AIM: Repeat, exactly and alone, every line from the line that contains "Could you kindly pick out the duck wing" to the end of the entries.

Point labeling dataset excerpts:

* * * * * * * * *

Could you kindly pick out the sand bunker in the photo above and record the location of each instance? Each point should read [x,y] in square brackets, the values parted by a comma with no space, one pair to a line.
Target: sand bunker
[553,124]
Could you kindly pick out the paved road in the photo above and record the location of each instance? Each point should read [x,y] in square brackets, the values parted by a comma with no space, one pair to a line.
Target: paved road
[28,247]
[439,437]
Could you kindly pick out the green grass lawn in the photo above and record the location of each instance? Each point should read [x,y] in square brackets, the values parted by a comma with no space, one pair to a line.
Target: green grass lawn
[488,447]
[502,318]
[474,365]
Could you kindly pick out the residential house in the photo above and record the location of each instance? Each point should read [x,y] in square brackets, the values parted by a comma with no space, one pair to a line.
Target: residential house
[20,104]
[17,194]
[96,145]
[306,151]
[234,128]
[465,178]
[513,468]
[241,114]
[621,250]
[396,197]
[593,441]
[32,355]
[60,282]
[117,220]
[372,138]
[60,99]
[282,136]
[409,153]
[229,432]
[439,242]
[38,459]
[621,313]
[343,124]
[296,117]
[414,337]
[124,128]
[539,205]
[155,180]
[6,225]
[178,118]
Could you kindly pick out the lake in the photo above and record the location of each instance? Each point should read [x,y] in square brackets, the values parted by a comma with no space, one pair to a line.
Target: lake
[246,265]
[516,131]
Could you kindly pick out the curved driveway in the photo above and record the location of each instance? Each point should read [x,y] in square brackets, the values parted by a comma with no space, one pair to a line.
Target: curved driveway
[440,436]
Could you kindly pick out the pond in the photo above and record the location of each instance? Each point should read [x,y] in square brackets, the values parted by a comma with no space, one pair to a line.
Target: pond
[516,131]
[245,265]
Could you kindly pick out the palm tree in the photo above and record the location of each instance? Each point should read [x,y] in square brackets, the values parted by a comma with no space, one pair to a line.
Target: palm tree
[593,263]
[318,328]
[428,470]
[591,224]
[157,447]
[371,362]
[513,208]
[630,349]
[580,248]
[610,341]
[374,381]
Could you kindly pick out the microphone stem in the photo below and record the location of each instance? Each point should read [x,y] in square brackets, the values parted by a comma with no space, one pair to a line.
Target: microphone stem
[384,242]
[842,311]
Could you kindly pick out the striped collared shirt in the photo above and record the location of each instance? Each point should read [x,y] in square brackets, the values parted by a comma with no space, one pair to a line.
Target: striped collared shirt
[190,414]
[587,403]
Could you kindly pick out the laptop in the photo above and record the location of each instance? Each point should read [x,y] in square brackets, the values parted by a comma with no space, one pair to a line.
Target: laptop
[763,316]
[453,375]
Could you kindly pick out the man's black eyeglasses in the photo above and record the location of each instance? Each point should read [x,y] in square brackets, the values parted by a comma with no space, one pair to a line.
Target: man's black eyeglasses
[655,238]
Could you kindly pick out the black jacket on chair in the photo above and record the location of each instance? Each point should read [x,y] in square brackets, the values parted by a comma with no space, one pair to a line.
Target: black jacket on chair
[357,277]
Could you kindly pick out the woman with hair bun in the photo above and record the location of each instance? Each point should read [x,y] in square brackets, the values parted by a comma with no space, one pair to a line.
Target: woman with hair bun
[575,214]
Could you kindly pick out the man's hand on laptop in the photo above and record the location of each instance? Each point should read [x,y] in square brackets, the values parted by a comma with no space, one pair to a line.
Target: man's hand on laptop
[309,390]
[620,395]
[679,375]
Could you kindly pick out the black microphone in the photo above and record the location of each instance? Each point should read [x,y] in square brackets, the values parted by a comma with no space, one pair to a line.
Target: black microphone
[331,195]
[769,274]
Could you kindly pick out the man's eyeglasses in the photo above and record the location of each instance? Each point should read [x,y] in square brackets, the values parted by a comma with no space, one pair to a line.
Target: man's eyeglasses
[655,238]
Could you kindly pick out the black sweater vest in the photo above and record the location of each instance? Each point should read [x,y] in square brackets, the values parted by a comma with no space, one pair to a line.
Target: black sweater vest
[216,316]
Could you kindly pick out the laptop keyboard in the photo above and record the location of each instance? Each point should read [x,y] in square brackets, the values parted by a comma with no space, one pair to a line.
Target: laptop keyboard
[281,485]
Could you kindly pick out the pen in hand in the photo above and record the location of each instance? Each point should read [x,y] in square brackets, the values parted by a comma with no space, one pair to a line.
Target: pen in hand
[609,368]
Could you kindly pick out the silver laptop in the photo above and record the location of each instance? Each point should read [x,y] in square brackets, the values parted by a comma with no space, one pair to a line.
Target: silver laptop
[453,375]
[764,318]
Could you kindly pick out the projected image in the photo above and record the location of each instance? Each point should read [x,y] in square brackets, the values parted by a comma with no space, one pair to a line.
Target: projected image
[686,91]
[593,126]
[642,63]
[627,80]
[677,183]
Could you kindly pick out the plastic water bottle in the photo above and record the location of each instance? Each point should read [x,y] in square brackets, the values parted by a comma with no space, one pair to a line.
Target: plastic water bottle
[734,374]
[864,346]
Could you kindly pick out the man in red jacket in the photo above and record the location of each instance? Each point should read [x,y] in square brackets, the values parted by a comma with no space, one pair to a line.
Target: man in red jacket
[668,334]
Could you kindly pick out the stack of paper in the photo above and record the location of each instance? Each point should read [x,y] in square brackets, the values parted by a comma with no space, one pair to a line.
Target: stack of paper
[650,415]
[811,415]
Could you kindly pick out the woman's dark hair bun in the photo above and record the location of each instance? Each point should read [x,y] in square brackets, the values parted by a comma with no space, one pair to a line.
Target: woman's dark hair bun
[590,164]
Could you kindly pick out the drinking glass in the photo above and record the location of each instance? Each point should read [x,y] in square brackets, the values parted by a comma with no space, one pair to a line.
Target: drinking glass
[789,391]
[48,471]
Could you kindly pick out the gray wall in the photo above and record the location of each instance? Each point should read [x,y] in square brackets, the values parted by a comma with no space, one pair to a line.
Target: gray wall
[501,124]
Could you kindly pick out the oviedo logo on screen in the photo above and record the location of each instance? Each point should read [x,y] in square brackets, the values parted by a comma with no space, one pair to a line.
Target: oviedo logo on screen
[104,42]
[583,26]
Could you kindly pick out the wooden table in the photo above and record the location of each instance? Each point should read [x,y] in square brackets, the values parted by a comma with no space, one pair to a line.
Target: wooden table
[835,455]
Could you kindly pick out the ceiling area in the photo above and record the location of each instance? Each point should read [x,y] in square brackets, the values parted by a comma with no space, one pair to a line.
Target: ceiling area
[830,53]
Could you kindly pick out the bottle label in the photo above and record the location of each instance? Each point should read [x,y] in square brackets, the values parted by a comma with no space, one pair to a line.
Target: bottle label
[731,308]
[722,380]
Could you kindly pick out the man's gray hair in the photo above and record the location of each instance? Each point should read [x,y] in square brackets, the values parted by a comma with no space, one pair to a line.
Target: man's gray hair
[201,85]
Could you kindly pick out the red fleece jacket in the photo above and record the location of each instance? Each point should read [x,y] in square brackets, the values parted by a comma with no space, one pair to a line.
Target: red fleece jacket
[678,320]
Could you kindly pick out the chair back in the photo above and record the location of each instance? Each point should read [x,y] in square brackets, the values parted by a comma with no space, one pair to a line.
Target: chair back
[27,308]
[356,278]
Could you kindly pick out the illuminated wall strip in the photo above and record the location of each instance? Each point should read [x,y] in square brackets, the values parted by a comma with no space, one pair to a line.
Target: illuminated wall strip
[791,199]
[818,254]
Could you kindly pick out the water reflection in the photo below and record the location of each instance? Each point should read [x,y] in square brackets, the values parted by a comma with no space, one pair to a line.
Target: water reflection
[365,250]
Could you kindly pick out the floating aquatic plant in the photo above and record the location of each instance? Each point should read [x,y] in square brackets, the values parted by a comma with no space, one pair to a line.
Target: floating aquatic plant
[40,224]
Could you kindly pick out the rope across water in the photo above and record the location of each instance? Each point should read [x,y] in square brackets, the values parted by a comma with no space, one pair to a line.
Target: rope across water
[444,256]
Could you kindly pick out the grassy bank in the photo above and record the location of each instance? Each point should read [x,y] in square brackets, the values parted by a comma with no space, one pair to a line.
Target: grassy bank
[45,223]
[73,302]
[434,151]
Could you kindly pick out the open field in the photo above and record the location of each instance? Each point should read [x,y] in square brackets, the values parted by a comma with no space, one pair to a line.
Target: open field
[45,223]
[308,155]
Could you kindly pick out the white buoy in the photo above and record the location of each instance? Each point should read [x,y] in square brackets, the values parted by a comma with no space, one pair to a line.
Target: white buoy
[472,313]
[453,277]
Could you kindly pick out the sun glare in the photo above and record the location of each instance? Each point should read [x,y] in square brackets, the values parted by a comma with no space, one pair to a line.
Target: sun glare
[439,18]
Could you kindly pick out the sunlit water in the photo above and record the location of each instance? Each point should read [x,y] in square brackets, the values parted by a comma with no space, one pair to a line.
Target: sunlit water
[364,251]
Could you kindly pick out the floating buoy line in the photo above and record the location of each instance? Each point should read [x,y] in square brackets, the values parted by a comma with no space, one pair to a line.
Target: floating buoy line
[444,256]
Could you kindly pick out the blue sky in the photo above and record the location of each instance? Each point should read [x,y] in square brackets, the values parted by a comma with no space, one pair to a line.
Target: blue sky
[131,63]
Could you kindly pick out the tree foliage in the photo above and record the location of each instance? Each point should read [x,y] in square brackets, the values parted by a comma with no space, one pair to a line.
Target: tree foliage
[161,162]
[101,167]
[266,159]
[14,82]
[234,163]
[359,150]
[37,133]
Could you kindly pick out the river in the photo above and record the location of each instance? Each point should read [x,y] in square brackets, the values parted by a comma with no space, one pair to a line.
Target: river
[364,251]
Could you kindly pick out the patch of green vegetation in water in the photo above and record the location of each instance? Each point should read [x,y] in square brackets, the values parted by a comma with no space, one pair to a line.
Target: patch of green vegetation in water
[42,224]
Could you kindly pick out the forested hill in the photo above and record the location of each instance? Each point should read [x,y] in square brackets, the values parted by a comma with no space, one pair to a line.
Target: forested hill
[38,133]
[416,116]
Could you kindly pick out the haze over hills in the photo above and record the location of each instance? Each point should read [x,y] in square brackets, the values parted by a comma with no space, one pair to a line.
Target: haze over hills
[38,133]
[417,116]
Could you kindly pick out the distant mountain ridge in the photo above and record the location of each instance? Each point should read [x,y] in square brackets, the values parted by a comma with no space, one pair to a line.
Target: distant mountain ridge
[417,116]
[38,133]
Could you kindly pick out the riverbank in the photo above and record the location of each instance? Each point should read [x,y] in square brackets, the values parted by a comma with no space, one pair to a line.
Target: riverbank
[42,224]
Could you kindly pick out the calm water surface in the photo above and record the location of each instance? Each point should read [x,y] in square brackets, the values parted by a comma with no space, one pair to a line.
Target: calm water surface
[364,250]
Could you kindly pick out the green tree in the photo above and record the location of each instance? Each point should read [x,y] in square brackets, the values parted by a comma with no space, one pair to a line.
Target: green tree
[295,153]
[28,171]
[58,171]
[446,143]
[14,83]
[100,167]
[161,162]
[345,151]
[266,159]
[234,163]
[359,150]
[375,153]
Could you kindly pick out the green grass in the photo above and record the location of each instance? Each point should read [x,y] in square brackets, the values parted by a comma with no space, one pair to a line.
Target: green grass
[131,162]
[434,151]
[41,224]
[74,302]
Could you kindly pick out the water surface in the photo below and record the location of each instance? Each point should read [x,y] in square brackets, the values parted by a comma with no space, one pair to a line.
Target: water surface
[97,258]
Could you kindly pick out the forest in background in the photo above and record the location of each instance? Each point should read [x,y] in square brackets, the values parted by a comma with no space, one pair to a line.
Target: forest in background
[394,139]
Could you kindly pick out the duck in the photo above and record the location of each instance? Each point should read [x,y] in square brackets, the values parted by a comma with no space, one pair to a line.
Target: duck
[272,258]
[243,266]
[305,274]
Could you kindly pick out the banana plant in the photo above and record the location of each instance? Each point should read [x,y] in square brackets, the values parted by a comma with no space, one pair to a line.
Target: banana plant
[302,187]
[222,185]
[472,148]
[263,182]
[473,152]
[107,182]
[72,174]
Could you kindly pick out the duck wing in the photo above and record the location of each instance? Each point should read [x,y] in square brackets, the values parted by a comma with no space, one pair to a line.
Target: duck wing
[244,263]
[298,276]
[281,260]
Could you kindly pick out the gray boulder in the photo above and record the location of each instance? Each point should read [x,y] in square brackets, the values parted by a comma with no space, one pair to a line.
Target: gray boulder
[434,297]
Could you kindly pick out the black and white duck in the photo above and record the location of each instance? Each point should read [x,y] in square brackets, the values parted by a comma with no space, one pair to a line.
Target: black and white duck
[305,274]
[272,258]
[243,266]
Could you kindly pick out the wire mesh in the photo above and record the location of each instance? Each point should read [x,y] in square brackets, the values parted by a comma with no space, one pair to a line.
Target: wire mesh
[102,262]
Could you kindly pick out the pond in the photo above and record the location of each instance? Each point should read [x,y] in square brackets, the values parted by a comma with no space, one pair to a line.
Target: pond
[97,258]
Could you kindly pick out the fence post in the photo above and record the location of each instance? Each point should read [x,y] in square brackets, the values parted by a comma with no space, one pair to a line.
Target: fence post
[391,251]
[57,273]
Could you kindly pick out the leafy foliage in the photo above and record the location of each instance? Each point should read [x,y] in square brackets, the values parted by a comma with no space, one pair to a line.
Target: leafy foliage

* * * * * * * * *

RESULT OF THIS EXERCISE:
Could you kindly pick out the duck wing in the photo above and record the location of each instance? Each point should read [x,y] in square brackets, the values parted by a comma with no space, one pair to a line.
Target: duck wing
[244,263]
[298,276]
[281,260]
Could you kindly pick out the gray boulder in the photo above and record the location of each instance? Each point should read [x,y] in square brackets, the values parted by a comma with no space, one pair to a line.
Target: gray boulder
[434,297]
Could you kindly pick out the black and white duck in the photo above and record the location of each instance? Each point should read [x,y] in square brackets, the values parted by a comma with no space, one pair to a line.
Target: black and white duck
[305,274]
[272,258]
[243,266]
Could you kindly pick out the wire mesh in the photo above and record the location of each instance? Each point should read [x,y] in square brackets, the values parted by a comma with no space, one pair to a line.
Target: wire mesh
[102,262]
Could you kindly pick out the pond in the photo above and record the location of each instance? Each point should read [x,y] in square brackets, the values parted by a comma with no space, one pair to a line.
Target: pond
[97,258]
Could you kindly pick out the fence post in the photo above and record the location of each instance? Each point should read [x,y] in square brackets, the values parted by a comma with no space, one pair to a line.
Target: fence post
[391,251]
[57,273]
Could you kindly pick out the leafy foliage in the photo above and record the location of each instance? Each point should read [x,y] in square brackets, the values parted by a comma with no space, one pair to a line.
Target: leafy foliage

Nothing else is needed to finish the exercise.